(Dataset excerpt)
....

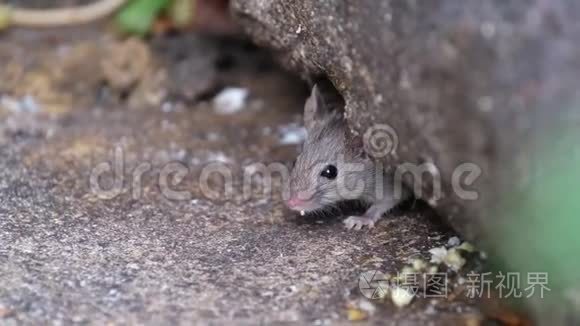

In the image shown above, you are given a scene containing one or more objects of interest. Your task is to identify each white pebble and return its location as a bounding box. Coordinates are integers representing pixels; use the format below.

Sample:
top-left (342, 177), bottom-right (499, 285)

top-left (213, 87), bottom-right (249, 114)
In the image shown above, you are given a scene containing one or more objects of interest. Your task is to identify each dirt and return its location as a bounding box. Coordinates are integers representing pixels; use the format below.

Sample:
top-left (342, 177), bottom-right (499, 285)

top-left (0, 17), bottom-right (481, 325)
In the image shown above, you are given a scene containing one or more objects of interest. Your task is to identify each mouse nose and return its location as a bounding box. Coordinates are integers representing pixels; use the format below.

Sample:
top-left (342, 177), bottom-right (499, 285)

top-left (286, 197), bottom-right (304, 208)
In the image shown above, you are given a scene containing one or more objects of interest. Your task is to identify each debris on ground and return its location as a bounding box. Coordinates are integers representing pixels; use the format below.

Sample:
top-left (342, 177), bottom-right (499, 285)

top-left (213, 87), bottom-right (249, 115)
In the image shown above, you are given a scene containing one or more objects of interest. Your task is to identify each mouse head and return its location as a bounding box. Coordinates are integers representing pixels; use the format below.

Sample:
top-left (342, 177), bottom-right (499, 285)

top-left (286, 86), bottom-right (370, 212)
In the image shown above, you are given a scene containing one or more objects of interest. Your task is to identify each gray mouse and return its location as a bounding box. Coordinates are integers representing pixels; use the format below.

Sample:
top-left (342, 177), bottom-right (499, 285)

top-left (286, 85), bottom-right (409, 230)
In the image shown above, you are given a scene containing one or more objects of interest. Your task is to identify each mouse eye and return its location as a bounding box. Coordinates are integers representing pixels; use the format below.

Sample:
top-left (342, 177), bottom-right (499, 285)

top-left (320, 165), bottom-right (338, 180)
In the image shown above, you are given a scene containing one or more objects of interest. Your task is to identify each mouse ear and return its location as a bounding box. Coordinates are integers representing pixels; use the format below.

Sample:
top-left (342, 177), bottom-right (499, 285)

....

▶ Problem requirements: Could you write out all the records above again, changing every "bounding box" to "enclosing rectangle" and leaving everything else as it is? Omit the pictures from your answer.

▶ Answer to this problem:
In the image shown above, you are given a scene containing one or more objects of interest. Your task is to identify each white pebble and return its location as a enclosing rectangle. Coordinates are integers representing pixels; use the format below.

Sample:
top-left (342, 177), bottom-right (499, 285)

top-left (213, 87), bottom-right (249, 114)
In the image shown above, you are given a scene containing one or more objects of interest. Your task is to identify each dirt and return its location as a enclosing rectangle. Coordinates are integers representing pixels; use the format below.

Sample:
top-left (342, 177), bottom-right (499, 285)

top-left (0, 17), bottom-right (481, 325)
In the image shown above, you are given a scene containing one or more objects of interest. Your task is to identify each mouse nose and return its location as a enclosing rectangle. Coordinates are integers representing pixels; use the format below.

Sample:
top-left (342, 177), bottom-right (499, 285)

top-left (286, 197), bottom-right (304, 208)
In the image shown above, you are given a scene containing one or more objects of interest. Your task is to identify each debris on ground and return its location as a enclosing rectangle. Coordinates are integers representing pixels; use the format below.

Sample:
top-left (342, 177), bottom-right (499, 285)

top-left (213, 87), bottom-right (249, 115)
In the image shown above, you are given a scene containing one or more objects of interest. Your task is to identify each mouse head and return its location as a enclosing rectangle. Coordinates are integers representing pixels; use the format below.

Sample:
top-left (342, 177), bottom-right (499, 285)

top-left (286, 86), bottom-right (370, 212)
In the image shown above, you are given a scene containing one or more objects of interest. Your task is to identify each gray mouse and return its location as a enclosing rectangle. Coordinates are integers representing pixels; use the format below.

Sample:
top-left (342, 177), bottom-right (499, 285)

top-left (286, 85), bottom-right (409, 230)
In the image shown above, you are given a scene containing one or more objects of interest. Your task is to identify each mouse eye and return its location as a enclosing rectangle. Coordinates are integers representing pixels; use the format below.

Sample:
top-left (342, 177), bottom-right (499, 285)

top-left (320, 165), bottom-right (338, 180)
In the image shown above, you are given a scene containing one or more objects of interest. Your task is to identify each mouse ear and return its location as a enclosing rectangle. Coordinates are integers representing pixels; use the format below.

Sample:
top-left (342, 177), bottom-right (499, 285)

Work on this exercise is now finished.